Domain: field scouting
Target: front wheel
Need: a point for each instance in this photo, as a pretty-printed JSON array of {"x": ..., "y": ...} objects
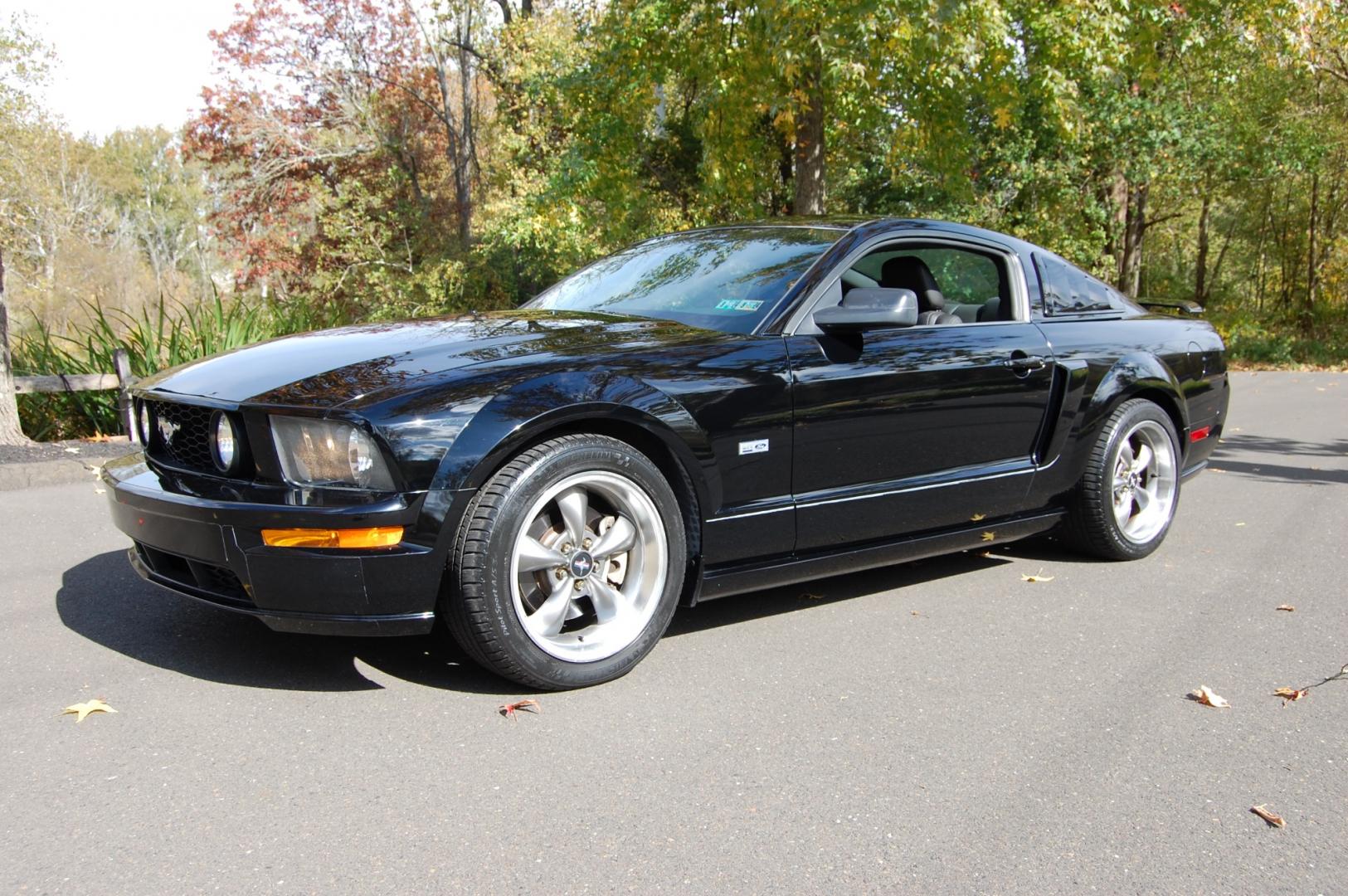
[
  {"x": 567, "y": 565},
  {"x": 1127, "y": 496}
]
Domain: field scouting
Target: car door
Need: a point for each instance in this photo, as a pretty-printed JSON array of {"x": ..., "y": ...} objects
[{"x": 923, "y": 427}]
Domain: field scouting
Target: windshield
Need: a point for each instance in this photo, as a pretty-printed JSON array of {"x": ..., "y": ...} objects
[{"x": 726, "y": 279}]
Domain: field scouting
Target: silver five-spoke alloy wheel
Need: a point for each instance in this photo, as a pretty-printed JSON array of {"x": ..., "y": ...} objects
[
  {"x": 589, "y": 566},
  {"x": 1145, "y": 481}
]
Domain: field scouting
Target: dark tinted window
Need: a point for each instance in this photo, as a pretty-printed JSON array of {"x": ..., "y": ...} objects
[
  {"x": 1068, "y": 290},
  {"x": 718, "y": 279}
]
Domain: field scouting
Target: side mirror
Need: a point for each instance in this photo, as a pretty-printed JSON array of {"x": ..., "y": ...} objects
[{"x": 869, "y": 309}]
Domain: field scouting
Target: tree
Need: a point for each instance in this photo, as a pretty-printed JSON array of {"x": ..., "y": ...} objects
[{"x": 23, "y": 65}]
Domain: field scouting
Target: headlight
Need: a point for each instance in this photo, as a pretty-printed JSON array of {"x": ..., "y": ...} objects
[
  {"x": 332, "y": 453},
  {"x": 144, "y": 423},
  {"x": 224, "y": 446}
]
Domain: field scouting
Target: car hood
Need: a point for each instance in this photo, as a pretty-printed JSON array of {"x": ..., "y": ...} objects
[{"x": 332, "y": 367}]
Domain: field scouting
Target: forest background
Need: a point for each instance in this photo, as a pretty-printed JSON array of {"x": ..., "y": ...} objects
[{"x": 381, "y": 159}]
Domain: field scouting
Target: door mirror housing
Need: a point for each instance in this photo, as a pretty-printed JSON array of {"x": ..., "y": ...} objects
[{"x": 869, "y": 309}]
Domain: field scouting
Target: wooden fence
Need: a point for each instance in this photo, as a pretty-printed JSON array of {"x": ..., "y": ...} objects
[{"x": 120, "y": 380}]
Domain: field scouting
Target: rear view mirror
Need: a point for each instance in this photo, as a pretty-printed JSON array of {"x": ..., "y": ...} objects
[{"x": 869, "y": 309}]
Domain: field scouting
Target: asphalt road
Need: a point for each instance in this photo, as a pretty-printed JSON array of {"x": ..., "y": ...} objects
[{"x": 942, "y": 727}]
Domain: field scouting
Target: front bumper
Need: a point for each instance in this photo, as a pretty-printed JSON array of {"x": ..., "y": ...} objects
[{"x": 207, "y": 543}]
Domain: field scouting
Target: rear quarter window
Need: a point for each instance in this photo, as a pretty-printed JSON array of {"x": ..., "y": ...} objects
[{"x": 1069, "y": 290}]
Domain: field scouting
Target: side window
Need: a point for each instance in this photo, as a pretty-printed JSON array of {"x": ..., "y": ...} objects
[
  {"x": 952, "y": 285},
  {"x": 1068, "y": 290}
]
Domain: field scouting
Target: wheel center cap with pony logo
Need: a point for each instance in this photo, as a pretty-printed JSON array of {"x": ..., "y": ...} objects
[{"x": 582, "y": 563}]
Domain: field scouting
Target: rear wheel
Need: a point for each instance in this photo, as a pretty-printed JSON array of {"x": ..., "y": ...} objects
[
  {"x": 1127, "y": 496},
  {"x": 569, "y": 565}
]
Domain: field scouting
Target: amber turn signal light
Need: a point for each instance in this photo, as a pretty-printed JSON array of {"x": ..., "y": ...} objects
[{"x": 377, "y": 537}]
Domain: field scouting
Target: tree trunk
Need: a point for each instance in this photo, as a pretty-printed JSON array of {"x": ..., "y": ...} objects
[
  {"x": 809, "y": 140},
  {"x": 1134, "y": 228},
  {"x": 1200, "y": 279},
  {"x": 1308, "y": 310},
  {"x": 10, "y": 430}
]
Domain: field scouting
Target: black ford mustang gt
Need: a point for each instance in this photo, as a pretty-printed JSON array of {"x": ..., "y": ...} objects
[{"x": 701, "y": 414}]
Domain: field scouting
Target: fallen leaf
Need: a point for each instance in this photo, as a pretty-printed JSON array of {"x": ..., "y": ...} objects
[
  {"x": 80, "y": 710},
  {"x": 1208, "y": 699},
  {"x": 1274, "y": 821},
  {"x": 510, "y": 709}
]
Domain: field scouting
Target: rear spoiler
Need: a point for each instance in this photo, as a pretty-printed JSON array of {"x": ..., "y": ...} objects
[{"x": 1184, "y": 306}]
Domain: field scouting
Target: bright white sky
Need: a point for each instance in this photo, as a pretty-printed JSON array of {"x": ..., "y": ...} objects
[{"x": 122, "y": 64}]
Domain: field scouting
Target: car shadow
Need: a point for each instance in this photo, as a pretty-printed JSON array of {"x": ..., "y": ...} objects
[
  {"x": 107, "y": 602},
  {"x": 1255, "y": 455}
]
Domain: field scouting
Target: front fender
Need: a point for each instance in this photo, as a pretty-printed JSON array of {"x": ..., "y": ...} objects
[{"x": 526, "y": 411}]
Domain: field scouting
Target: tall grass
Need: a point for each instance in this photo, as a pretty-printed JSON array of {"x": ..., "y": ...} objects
[{"x": 154, "y": 340}]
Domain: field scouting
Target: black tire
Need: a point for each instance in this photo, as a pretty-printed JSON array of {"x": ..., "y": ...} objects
[
  {"x": 1093, "y": 524},
  {"x": 479, "y": 600}
]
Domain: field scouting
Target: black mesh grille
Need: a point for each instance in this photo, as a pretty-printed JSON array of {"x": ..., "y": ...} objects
[{"x": 182, "y": 436}]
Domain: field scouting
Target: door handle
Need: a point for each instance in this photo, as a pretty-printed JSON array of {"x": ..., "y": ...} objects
[{"x": 1022, "y": 364}]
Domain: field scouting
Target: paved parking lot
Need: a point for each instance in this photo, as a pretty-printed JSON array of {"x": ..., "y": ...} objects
[{"x": 942, "y": 727}]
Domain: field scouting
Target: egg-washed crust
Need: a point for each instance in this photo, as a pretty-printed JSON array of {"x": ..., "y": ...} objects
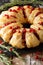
[{"x": 12, "y": 31}]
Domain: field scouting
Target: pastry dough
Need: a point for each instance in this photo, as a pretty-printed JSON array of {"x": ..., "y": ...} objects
[{"x": 12, "y": 31}]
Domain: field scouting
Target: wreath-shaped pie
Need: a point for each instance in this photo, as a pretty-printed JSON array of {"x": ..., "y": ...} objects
[{"x": 12, "y": 30}]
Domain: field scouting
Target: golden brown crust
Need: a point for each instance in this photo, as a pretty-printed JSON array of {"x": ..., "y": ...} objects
[{"x": 11, "y": 26}]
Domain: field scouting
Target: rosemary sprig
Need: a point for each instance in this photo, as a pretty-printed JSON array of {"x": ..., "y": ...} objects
[
  {"x": 19, "y": 2},
  {"x": 5, "y": 60},
  {"x": 8, "y": 48}
]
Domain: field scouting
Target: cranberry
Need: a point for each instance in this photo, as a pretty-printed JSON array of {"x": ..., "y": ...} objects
[
  {"x": 41, "y": 23},
  {"x": 38, "y": 53},
  {"x": 10, "y": 10},
  {"x": 32, "y": 30},
  {"x": 11, "y": 49},
  {"x": 17, "y": 27},
  {"x": 14, "y": 30},
  {"x": 37, "y": 13},
  {"x": 36, "y": 57},
  {"x": 15, "y": 11},
  {"x": 28, "y": 6},
  {"x": 1, "y": 51},
  {"x": 7, "y": 16},
  {"x": 24, "y": 30},
  {"x": 13, "y": 16},
  {"x": 19, "y": 8},
  {"x": 42, "y": 59},
  {"x": 11, "y": 27},
  {"x": 38, "y": 28},
  {"x": 1, "y": 41},
  {"x": 19, "y": 32}
]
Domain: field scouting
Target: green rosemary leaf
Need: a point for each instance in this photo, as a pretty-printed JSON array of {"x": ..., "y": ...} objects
[{"x": 5, "y": 59}]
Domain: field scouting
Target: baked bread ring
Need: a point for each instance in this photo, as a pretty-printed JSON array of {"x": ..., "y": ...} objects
[{"x": 13, "y": 31}]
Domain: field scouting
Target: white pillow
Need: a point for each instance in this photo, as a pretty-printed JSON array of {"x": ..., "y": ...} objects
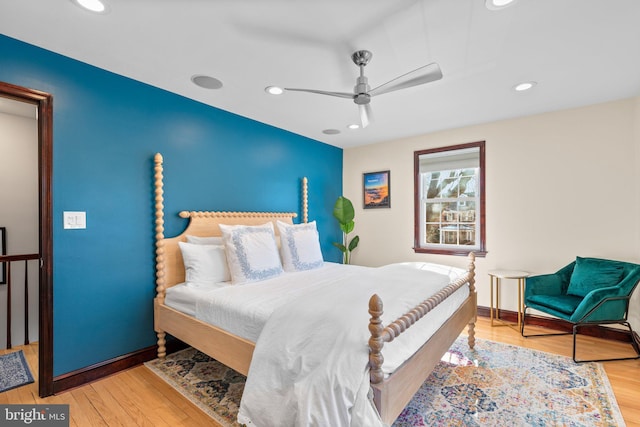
[
  {"x": 217, "y": 240},
  {"x": 252, "y": 253},
  {"x": 300, "y": 248},
  {"x": 204, "y": 264}
]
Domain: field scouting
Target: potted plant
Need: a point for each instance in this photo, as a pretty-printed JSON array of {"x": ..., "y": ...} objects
[{"x": 343, "y": 211}]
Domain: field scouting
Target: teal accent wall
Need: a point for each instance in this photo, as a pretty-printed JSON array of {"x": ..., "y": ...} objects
[{"x": 106, "y": 130}]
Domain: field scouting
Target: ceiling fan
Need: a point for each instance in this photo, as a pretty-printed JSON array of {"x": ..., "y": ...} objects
[{"x": 362, "y": 93}]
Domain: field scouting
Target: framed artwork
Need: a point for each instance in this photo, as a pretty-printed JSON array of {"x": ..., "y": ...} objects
[
  {"x": 377, "y": 189},
  {"x": 3, "y": 251}
]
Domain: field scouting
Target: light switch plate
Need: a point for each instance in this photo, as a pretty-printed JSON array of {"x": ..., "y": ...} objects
[{"x": 75, "y": 220}]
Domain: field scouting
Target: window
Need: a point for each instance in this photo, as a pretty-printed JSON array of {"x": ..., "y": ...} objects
[{"x": 449, "y": 200}]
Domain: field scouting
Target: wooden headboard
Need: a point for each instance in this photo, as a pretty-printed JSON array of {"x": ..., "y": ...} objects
[{"x": 169, "y": 264}]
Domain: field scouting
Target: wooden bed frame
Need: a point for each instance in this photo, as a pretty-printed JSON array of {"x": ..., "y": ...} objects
[{"x": 391, "y": 394}]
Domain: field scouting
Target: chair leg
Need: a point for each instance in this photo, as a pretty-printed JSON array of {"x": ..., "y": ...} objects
[
  {"x": 524, "y": 317},
  {"x": 633, "y": 344}
]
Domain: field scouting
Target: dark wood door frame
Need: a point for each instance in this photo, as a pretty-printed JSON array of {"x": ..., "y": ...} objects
[{"x": 44, "y": 104}]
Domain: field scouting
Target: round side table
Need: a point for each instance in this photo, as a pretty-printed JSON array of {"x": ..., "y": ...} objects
[{"x": 496, "y": 276}]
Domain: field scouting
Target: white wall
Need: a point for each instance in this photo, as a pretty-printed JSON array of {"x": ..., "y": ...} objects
[
  {"x": 558, "y": 185},
  {"x": 19, "y": 214}
]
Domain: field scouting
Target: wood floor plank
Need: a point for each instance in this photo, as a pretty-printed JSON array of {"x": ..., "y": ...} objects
[
  {"x": 138, "y": 397},
  {"x": 194, "y": 415}
]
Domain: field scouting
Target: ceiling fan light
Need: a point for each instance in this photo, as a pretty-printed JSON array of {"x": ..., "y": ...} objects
[
  {"x": 96, "y": 6},
  {"x": 274, "y": 90},
  {"x": 521, "y": 87},
  {"x": 206, "y": 82},
  {"x": 498, "y": 4}
]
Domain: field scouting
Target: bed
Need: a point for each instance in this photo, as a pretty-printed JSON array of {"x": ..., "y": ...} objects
[{"x": 388, "y": 392}]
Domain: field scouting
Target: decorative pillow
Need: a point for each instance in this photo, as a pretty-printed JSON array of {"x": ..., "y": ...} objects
[
  {"x": 300, "y": 246},
  {"x": 593, "y": 273},
  {"x": 251, "y": 251},
  {"x": 204, "y": 264},
  {"x": 205, "y": 240}
]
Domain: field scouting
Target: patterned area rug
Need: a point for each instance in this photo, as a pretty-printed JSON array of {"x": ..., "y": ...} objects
[
  {"x": 493, "y": 385},
  {"x": 14, "y": 371}
]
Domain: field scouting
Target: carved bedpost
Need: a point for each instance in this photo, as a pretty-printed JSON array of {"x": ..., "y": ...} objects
[
  {"x": 472, "y": 290},
  {"x": 160, "y": 278},
  {"x": 305, "y": 202},
  {"x": 376, "y": 342}
]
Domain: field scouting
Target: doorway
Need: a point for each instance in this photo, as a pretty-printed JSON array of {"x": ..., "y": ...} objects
[{"x": 44, "y": 107}]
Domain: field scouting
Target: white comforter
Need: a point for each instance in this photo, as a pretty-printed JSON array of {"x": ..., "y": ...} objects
[{"x": 313, "y": 372}]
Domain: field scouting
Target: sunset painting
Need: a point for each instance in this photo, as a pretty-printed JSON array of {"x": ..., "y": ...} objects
[{"x": 376, "y": 190}]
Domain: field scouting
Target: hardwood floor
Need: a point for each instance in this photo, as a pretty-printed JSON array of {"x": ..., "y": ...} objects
[{"x": 137, "y": 397}]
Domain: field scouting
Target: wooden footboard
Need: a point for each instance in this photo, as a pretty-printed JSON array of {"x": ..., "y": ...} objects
[
  {"x": 225, "y": 347},
  {"x": 392, "y": 394}
]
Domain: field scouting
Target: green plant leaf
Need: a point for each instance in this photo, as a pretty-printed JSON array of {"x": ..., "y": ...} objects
[
  {"x": 340, "y": 246},
  {"x": 347, "y": 227},
  {"x": 343, "y": 210},
  {"x": 354, "y": 243}
]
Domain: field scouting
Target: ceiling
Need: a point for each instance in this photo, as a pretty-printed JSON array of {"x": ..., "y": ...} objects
[{"x": 579, "y": 52}]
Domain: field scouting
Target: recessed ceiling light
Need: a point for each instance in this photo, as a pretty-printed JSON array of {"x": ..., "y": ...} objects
[
  {"x": 524, "y": 86},
  {"x": 274, "y": 90},
  {"x": 206, "y": 82},
  {"x": 96, "y": 6},
  {"x": 498, "y": 4}
]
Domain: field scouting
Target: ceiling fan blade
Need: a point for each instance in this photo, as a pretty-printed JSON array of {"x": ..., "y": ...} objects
[
  {"x": 425, "y": 74},
  {"x": 366, "y": 114},
  {"x": 323, "y": 92}
]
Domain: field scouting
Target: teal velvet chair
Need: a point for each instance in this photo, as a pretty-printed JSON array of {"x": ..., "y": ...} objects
[{"x": 589, "y": 291}]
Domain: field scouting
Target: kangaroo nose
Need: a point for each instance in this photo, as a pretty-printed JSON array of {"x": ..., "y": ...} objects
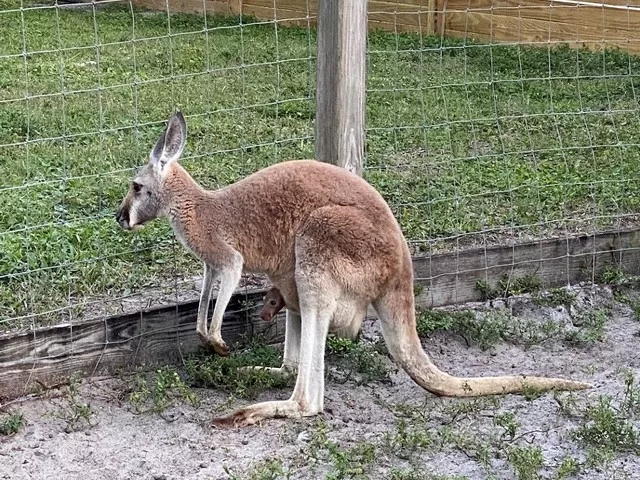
[{"x": 122, "y": 218}]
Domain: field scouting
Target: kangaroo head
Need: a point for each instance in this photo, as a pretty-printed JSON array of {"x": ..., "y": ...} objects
[{"x": 147, "y": 197}]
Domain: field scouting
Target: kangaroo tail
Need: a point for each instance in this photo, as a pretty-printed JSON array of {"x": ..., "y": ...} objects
[{"x": 396, "y": 311}]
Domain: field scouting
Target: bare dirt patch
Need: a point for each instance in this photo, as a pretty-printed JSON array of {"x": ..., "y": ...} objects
[{"x": 386, "y": 428}]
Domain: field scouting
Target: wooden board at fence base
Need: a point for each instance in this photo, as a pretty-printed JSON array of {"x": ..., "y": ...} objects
[
  {"x": 451, "y": 278},
  {"x": 103, "y": 345},
  {"x": 163, "y": 335}
]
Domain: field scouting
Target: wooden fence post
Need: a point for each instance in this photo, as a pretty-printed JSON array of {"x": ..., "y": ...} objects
[{"x": 340, "y": 92}]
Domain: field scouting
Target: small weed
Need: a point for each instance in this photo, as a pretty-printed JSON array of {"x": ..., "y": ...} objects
[
  {"x": 611, "y": 275},
  {"x": 468, "y": 443},
  {"x": 406, "y": 440},
  {"x": 631, "y": 398},
  {"x": 569, "y": 467},
  {"x": 464, "y": 409},
  {"x": 555, "y": 297},
  {"x": 487, "y": 292},
  {"x": 591, "y": 329},
  {"x": 629, "y": 299},
  {"x": 420, "y": 474},
  {"x": 226, "y": 373},
  {"x": 11, "y": 424},
  {"x": 72, "y": 410},
  {"x": 508, "y": 422},
  {"x": 351, "y": 462},
  {"x": 485, "y": 332},
  {"x": 526, "y": 461},
  {"x": 526, "y": 332},
  {"x": 508, "y": 286},
  {"x": 531, "y": 393},
  {"x": 607, "y": 429},
  {"x": 354, "y": 360},
  {"x": 162, "y": 391},
  {"x": 271, "y": 469}
]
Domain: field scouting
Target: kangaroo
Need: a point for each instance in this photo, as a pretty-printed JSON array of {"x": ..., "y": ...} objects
[
  {"x": 273, "y": 302},
  {"x": 330, "y": 244}
]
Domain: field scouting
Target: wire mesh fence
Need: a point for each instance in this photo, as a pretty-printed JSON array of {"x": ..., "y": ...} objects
[{"x": 479, "y": 132}]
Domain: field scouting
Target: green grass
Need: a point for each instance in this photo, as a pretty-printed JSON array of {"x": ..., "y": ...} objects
[
  {"x": 11, "y": 423},
  {"x": 459, "y": 140}
]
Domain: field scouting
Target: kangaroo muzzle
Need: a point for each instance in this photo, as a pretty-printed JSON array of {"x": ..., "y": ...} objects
[{"x": 122, "y": 216}]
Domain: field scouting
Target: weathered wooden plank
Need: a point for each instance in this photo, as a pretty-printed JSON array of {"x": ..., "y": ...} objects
[
  {"x": 624, "y": 23},
  {"x": 451, "y": 278},
  {"x": 340, "y": 92},
  {"x": 505, "y": 28},
  {"x": 161, "y": 334},
  {"x": 224, "y": 7}
]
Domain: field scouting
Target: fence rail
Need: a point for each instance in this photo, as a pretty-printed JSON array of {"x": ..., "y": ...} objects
[{"x": 577, "y": 23}]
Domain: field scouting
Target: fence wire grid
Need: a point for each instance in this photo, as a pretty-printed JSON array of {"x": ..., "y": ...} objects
[{"x": 478, "y": 132}]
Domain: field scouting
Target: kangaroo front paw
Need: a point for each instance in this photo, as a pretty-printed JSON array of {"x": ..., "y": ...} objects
[
  {"x": 256, "y": 413},
  {"x": 220, "y": 347}
]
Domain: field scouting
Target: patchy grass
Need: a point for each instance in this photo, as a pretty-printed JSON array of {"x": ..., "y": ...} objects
[
  {"x": 490, "y": 327},
  {"x": 160, "y": 390},
  {"x": 461, "y": 137},
  {"x": 11, "y": 423},
  {"x": 555, "y": 297},
  {"x": 72, "y": 408},
  {"x": 485, "y": 332},
  {"x": 526, "y": 461},
  {"x": 358, "y": 361},
  {"x": 227, "y": 374}
]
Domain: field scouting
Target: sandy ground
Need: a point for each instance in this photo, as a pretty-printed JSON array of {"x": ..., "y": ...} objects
[{"x": 180, "y": 443}]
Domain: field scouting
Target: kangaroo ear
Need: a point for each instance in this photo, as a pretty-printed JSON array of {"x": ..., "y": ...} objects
[{"x": 170, "y": 145}]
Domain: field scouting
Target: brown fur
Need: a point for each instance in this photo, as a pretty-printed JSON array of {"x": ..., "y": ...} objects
[
  {"x": 329, "y": 243},
  {"x": 272, "y": 303}
]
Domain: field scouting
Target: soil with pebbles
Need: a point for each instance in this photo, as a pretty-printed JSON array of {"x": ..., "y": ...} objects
[{"x": 180, "y": 443}]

• **Aim**: Collect every line in the rows above that contains the string "mesh", treating uppercase and lowercase as different.

• **Output below**:
Target: black mesh grille
Target: wire mesh fence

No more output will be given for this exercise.